**PASSAGE FOR REVIEW**

Above I’ve pulled in the 2020 wages LGP, Nagbe, and Gressel made at their new MLS clubs (per latest MLSPA drop) and used editorial license to give Tito Villalba a raise up to a seven figure contract, which all sums to a grand total of $4.3M.
OK sure, $4.3M is harder to fit into the cap than $2.4M, but was it impossible? Cuz we’re led to believe that it was, when in fact after trading Nagbe and Gressel away for a combined $1.5M in 2020 allocation money, the club spent that money and then an additional $3.7M in wages on new contracts totaling $5.2M for the below players:
What was he talking about? On an individual basis could the club have renewed Villalba (even at the very high wages that Jurgen Damm makes) instead of ... signing Jurgen Damm? Yes. Could they have renewed LGP for a similar total as the one they paid Fernando Meza? Yes. Could they have given Nagbe the money it sounds like they had promised him when he first arrived in Atlanta instead of paying Hyndman and Rossetto that money instead? Seems possible. And could they have paid Julian Gressel what he wanted, surely some number modestly below what DC ended up paying him? Yeah, you bet.
Could they have done all of the above at once? It’s hard to say. If you take the $5.2M wages for new contracts and subsidize it by the $1.5M they received in the Nagbe/Gressel trades, then as a starting point they would’ve had $3.7M of cap space to fit $4.3M worth of what I estimate to be the increased wages. This would admittedly make resigning Guzan difficult, and you’d need to grab some league minimum players to fill out the roster - and Damm came halfway through the year. It’s a gap, but it’s not insurmountable, and that’s for the whole package.
Now that we can see how much the 2020 rebuild actually did cost, any suggestion that none of those four fan-favorites could’ve been retained due to budget restrictions is farcical. If these figures from the MLSPA are accurate, with a little bit of maneuvering, Atlanta might’ve been able to retain all four of those guys, even while paying them massive wages. And this doesn’t even consider any undisclosed transfer fees the club would have avoided had they renewed existing players instead of signing up new players that year. Any combination of these contract renewals would have improved the team’s performances over the last couple years in ways that are difficult to fully grasp.
And by the way, this is not to say that trading/selling those contracts was 100% incorrect. If they had made those moves and generated the additional $1.5M in cap space, and then used that cap space to hit home runs on all of the replacements with similar caliber players, Atlanta would be sitting pretty and likely dominant in the East. So this is a critique of the player recruitment decisions and of the PR soundbite given - that the club just needed to tighten their belt in 2020 because of a loaded 2018/19 rosters - not necessarily the capology of the whole thing.
Back to last Saturday. Against New England Atlanta United conceded 1.8 xG worth of chances and created their own at a rate of 0.6, coincidentally a rate of chance creation per match which Tito Villalba has averaged single-handedly over his entire career. Also on Saturday, Darlington Nagbe scored a wonder goal for the Crew, still basking in the after-glow of winning his third MLS Cup with as many teams. Julian Gressel is averaging 0.4 xG+xA per 96 for DC this year, just above his career average in MLS while exceeding Brooks Lennon’s output by over 70%. LGP continues to produce at Inter Miami, with his output landing him in the top 10 for “Goals Added” figures for a center back.
Atlanta United sits in 10th place in the East with 13 points through 13 games as they play on the road tonight in Cincinnati.

**GIVEN RECORDS**
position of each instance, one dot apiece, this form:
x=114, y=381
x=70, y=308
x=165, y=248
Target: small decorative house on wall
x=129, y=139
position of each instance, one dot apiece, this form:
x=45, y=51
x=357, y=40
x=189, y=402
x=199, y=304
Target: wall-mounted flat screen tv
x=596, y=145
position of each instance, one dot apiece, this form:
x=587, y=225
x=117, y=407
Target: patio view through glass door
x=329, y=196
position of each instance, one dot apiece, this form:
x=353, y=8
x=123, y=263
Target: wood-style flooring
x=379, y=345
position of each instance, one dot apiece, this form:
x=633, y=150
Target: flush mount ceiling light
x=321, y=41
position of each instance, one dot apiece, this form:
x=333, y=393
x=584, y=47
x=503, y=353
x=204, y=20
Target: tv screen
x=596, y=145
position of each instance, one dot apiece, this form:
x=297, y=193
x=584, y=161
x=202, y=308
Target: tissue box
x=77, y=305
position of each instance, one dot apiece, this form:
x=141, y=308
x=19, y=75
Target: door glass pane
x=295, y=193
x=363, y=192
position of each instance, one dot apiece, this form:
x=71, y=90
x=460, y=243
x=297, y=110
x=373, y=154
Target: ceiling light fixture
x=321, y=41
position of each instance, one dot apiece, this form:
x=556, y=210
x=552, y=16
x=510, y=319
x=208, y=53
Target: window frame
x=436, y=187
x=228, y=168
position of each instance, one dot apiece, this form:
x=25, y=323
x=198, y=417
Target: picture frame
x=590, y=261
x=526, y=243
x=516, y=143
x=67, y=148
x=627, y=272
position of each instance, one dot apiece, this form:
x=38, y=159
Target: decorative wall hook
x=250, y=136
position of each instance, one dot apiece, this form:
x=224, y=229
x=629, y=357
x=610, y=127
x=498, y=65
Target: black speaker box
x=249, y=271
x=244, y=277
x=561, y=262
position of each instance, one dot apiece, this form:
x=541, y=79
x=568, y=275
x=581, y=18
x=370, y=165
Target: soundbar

**WORK REQUIRED**
Rewrite the paragraph of the Atlanta United payroll piece that begins "Could they have done all of the above at once?" as a short bulleted list, keeping its main facts. The rows have nothing to do with what is asked here.

**EXERCISE RESULT**
- Whether the club could have done all of it at once is hard to say.
- Take the $5.2M in wages for new contracts and offset it by the $1.5M from the Nagbe/Gressel trades. That leaves a starting point of $3.7M in cap space to fit an estimated $4.3M in increased wages.
- This would make re-signing Guzan difficult.
- The roster would need some league-minimum players to fill it out.
- Damm came halfway through the year.
- The gap is real but not insurmountable, even for the whole package.